Locate and copy each line in the data that contains the word "grass".

> [THE DATA]:
-- -- --
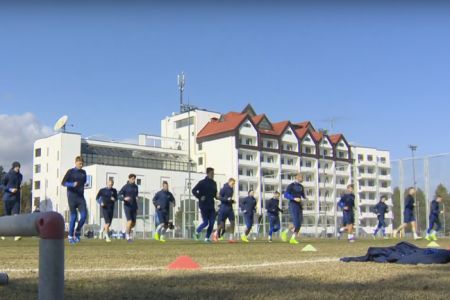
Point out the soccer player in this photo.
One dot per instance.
(295, 192)
(273, 211)
(107, 198)
(347, 203)
(74, 180)
(226, 211)
(162, 201)
(248, 207)
(129, 193)
(435, 211)
(408, 214)
(381, 209)
(11, 192)
(206, 191)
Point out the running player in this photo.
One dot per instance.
(248, 207)
(74, 180)
(206, 192)
(408, 214)
(129, 193)
(273, 211)
(107, 198)
(295, 192)
(162, 200)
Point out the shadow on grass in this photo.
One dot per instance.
(260, 284)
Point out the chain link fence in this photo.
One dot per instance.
(431, 176)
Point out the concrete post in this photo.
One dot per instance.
(49, 226)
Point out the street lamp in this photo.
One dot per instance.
(413, 150)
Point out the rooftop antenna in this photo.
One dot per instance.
(181, 81)
(61, 124)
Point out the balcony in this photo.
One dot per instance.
(271, 180)
(310, 184)
(270, 165)
(387, 190)
(366, 215)
(292, 167)
(367, 188)
(248, 178)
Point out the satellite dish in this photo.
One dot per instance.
(61, 124)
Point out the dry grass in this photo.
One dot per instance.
(321, 280)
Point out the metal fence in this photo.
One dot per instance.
(431, 176)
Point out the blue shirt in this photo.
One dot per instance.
(107, 196)
(435, 210)
(347, 200)
(163, 199)
(295, 190)
(381, 209)
(272, 206)
(12, 180)
(206, 192)
(72, 176)
(248, 205)
(132, 191)
(226, 195)
(409, 202)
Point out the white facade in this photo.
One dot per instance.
(372, 177)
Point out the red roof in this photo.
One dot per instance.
(257, 119)
(317, 136)
(301, 132)
(232, 120)
(335, 138)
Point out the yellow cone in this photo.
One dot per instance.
(433, 245)
(309, 248)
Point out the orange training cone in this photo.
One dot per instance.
(184, 263)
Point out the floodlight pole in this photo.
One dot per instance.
(413, 149)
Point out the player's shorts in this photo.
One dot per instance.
(348, 218)
(248, 218)
(11, 207)
(163, 216)
(226, 212)
(408, 216)
(130, 213)
(108, 213)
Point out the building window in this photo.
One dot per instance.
(184, 122)
(37, 185)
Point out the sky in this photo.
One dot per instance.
(380, 68)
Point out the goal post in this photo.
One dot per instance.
(49, 226)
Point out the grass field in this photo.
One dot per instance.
(96, 270)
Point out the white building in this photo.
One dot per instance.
(260, 155)
(165, 160)
(372, 177)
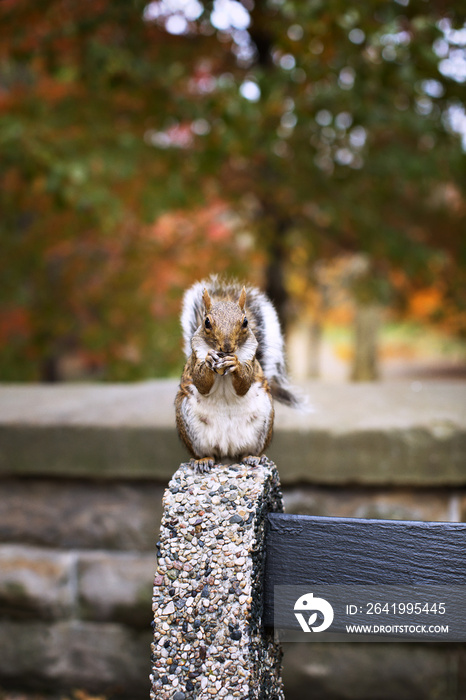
-- -- --
> [SOLUTION]:
Point out the shadow on grass in this photo.
Point out the dry grass in this photo.
Point out the grass field in this photo.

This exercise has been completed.